SET EXERCISE: Can you repeat each of the entries below word for word, leaving the pictures out of your answer?

Position identification entries:
◆ ◆ ◆ ◆
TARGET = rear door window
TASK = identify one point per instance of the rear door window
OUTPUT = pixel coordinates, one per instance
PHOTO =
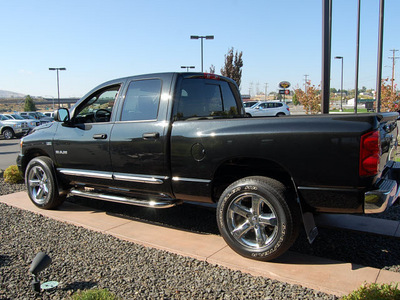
(142, 100)
(205, 99)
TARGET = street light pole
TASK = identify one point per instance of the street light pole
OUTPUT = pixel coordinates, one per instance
(341, 85)
(187, 68)
(207, 37)
(58, 82)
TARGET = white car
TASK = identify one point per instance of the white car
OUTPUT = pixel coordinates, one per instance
(268, 109)
(32, 123)
(10, 128)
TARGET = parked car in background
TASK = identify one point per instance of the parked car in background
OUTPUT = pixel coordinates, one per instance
(49, 114)
(36, 115)
(249, 103)
(10, 128)
(268, 109)
(32, 123)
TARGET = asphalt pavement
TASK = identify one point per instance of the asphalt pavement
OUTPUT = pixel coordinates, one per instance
(9, 150)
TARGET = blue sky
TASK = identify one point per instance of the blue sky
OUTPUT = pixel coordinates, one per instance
(101, 40)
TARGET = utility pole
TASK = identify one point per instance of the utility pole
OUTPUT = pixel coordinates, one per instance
(394, 57)
(305, 82)
(266, 88)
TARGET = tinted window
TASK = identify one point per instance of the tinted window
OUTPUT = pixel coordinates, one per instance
(200, 98)
(142, 100)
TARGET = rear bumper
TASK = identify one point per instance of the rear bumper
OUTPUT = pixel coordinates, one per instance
(386, 192)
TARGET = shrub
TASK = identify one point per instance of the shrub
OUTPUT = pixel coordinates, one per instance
(13, 175)
(94, 294)
(375, 291)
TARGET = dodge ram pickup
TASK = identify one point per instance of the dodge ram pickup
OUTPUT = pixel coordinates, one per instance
(158, 140)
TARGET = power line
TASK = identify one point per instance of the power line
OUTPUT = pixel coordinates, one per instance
(305, 82)
(394, 57)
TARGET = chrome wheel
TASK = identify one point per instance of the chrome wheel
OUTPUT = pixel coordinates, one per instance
(257, 217)
(252, 221)
(38, 185)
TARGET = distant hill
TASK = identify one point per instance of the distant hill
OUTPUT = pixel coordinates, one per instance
(8, 94)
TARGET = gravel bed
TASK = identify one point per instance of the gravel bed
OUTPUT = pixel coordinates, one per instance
(354, 247)
(87, 259)
(84, 259)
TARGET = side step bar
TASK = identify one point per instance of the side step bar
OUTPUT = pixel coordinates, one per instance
(121, 199)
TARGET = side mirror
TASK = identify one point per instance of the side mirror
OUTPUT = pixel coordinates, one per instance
(62, 115)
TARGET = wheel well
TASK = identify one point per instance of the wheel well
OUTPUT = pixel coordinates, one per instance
(6, 127)
(235, 169)
(31, 155)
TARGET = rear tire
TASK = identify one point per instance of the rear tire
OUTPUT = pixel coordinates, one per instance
(257, 218)
(41, 183)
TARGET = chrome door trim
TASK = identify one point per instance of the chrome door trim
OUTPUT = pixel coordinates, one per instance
(197, 180)
(86, 173)
(140, 178)
(150, 179)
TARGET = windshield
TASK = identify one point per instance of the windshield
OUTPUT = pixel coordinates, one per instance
(4, 118)
(17, 117)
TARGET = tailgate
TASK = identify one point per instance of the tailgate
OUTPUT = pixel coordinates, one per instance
(388, 136)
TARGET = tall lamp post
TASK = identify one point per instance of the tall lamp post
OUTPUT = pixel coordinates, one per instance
(207, 37)
(187, 68)
(341, 85)
(58, 82)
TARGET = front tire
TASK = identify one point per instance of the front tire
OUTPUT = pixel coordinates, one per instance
(41, 183)
(256, 218)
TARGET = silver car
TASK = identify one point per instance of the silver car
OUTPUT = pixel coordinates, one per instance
(32, 123)
(268, 109)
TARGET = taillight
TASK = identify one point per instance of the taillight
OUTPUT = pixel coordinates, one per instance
(370, 154)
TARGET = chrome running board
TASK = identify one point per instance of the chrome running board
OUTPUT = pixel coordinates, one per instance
(127, 200)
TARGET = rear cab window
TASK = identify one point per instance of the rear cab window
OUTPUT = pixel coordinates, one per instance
(200, 98)
(142, 100)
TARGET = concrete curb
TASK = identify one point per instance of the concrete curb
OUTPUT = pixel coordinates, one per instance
(333, 277)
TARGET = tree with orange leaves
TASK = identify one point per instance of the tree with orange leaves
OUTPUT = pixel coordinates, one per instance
(310, 99)
(389, 96)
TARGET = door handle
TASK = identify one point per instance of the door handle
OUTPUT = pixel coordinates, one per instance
(151, 135)
(100, 136)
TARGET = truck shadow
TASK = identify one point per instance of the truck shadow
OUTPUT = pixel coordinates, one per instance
(357, 248)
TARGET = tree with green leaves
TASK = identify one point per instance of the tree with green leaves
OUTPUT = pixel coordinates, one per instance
(29, 104)
(233, 66)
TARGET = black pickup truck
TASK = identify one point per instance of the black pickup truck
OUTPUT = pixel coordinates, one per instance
(157, 140)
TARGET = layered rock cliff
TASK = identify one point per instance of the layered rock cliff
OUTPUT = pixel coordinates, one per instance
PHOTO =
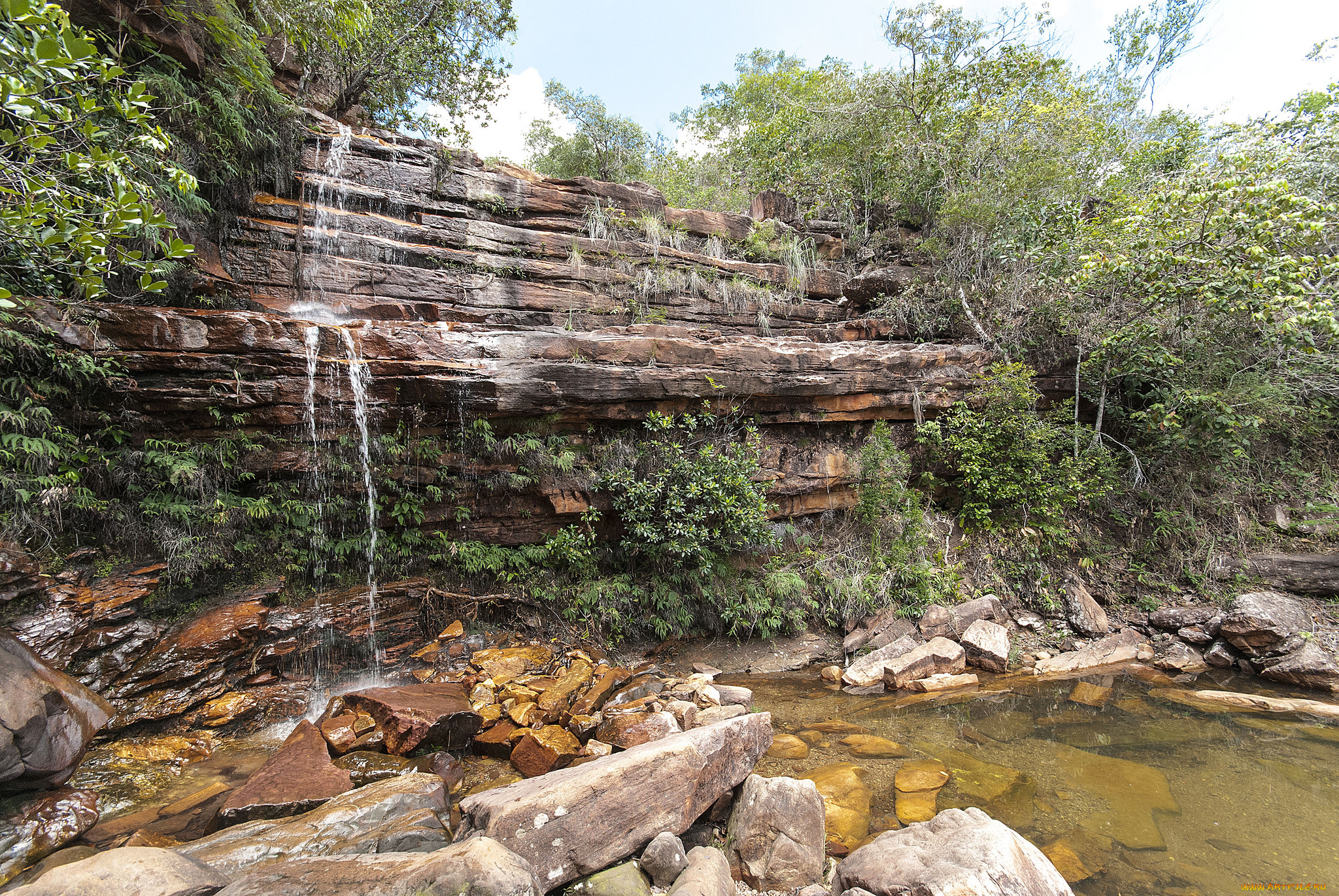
(422, 286)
◆ ◆ ◆ ◆
ANSWER TO THE PROBLEM:
TARGET = rear door window
TASK = identify one point per instance of the rear door window
OUTPUT = pixel coordinates, one per instance
PHOTO =
(142, 100)
(205, 99)
TARGET = street light pole
TASK = identify one point per instance of the street light pole
OUTPUT = pixel coordinates, one per instance
(341, 85)
(187, 68)
(207, 37)
(58, 82)
TARGET = white car
TASK = identify one point per instance of the white car
OUTPUT = pixel coordinates, one per instance
(268, 109)
(32, 123)
(10, 128)
TARGET = parked car in background
TASK = identify one point per instance of the parked car in background
OUTPUT = pixel coordinates, one per instance
(49, 114)
(36, 115)
(249, 103)
(10, 128)
(268, 109)
(32, 123)
TARGET = asphalt pavement
TASK = identify one point per instance of the asphalt pavement
OUTPUT = pixel coordinates, one per instance
(9, 150)
TARGET = blue sky
TASK = identify one point per instance of the blue sky
OUTPUT = pixel coordinates, one per instance
(101, 40)
TARGET = utility pole
TASK = identify one point per instance of the utility pole
OUTPUT = pixel coordinates, one per instance
(394, 57)
(305, 82)
(266, 88)
TARGET = tinted window
TASK = identify one point per instance of the tinted window
OUTPUT = pixel coordinates, one per instance
(200, 98)
(142, 100)
TARGET = rear bumper
TASK = identify one point per instance of the rear bumper
OUTPUT = pixel coordinates, one per instance
(386, 192)
TARGET = shrub
TASK = identify one point per instance of the shrub
OUTPUT = pixel coordinates, one per instance
(13, 175)
(94, 294)
(375, 291)
TARGET = dodge ram pickup
TASK = identify one point per instance of the dodge ram pickup
OUTPUT = pixel coordinates, one per instance
(158, 140)
TARGET = power line
TASK = identify one point per instance of the power line
OUTPUT = pixel coordinates, one per instance
(305, 82)
(394, 57)
TARGET = chrome wheel
TASK = identify one point per instance of the chrome wheel
OUTPUT = pixel coordinates, one per instance
(257, 217)
(252, 221)
(38, 185)
TARGET = distant hill
TASK = identify one point per instance of the distant hill
OUTPUT = pixel coordinates, one per instance
(8, 94)
TARGET = gravel bed
TASK = identify one point per instance of the gravel bed
OUTPUT = pixel coordinates, one per instance
(354, 247)
(87, 259)
(84, 259)
TARGET = side step bar
TASK = identify one point per instance of the side step bar
OUTPUT = pixel coordinates, one per instance
(121, 199)
TARGET = side mirror
TASK = identify one point per instance of the side mirror
OUTPUT = pixel coordinates, one per instance
(62, 115)
TARGET = wheel well
TASK = identify one point per instance of the wheel well
OUTPUT = pixel coordinates, one per instance
(6, 127)
(235, 169)
(31, 155)
TARGET = rear tire
TASK = identify one point per instance of the rear tire
OUTPUT = pixel coordinates, one per instance
(257, 218)
(41, 183)
TARGET = chrome door trim
TASK = identify one point per instance of the chrome door trim
OUTPUT = pixel coordinates, one per instance
(197, 180)
(86, 173)
(140, 178)
(150, 179)
TARGET = windshield
TASK = identify one point per instance of the windshield
OUTPUT = pixel coordinates, one per instance
(4, 118)
(17, 117)
TARGET = tailgate
TASK = identify one point per instance of the tailgate
OUTPUT = pixel coordinates, one per instance
(388, 136)
TARGET = tall lamp post
TASK = identify one point per instance of the tall lamp post
OUTPUT = pixel coordinates, one per instance
(207, 37)
(187, 68)
(341, 85)
(58, 82)
TARGET = front tire
TASK = identify one point per instance of the front tire
OUTPUT = pixel coordinates, one per instance
(41, 183)
(256, 218)
TARGET = silver car
TASK = identify one point per instance of the silver car
OUTPUT = pixel coordinates, one per instance
(32, 123)
(268, 109)
TARGET = taillight
TASK = identify one point per instance of the taillight
OUTPUT = pixel coordinates, one per instance
(370, 154)
TARGET = chrome running board
TASK = identify one point per instance of the chrome running board
OUTPUT = pixel coordinates, one per instance
(127, 200)
TARGET = rear cab window
TASK = identify one point per instance of the rear cab window
OUTPUT = pixel coordinates, one per instance
(200, 98)
(142, 100)
TARGET = concrete curb
TASK = identify one point per instance of the concrete curb
OUTPUT = pixel coordinates, one per instance
(333, 277)
TARGET = tree with orange leaves
TASK = identify one point per instance of the tree with orange leaves
OUTPUT = pixel coordinates, one per instance
(310, 99)
(389, 96)
TARGET = door handle
TASK = identify one point per instance of the door handle
OUTPUT = pixel coordinates, one per instance
(151, 135)
(100, 136)
TARGET = truck shadow
TASK = identify one point per instance of the truck shadow
OUTPUT = pixel coordinates, one per instance
(357, 248)
TARGET = tree with green leaves
TASK = identify one point per instance of the tree with green leaves
OUTPUT = pixel coordinates, one per instance
(29, 104)
(233, 66)
TARGET = black pickup truck
TASK = identify one point per instance of the black pickup truck
OUTPUT = pixel coordinates, one per instance
(157, 140)
TARGET = layered rock cliff
TASK = identify one point per instance of the layered rock cliff
OUTPUT = pixel coordinates, one per instance
PHOTO =
(422, 286)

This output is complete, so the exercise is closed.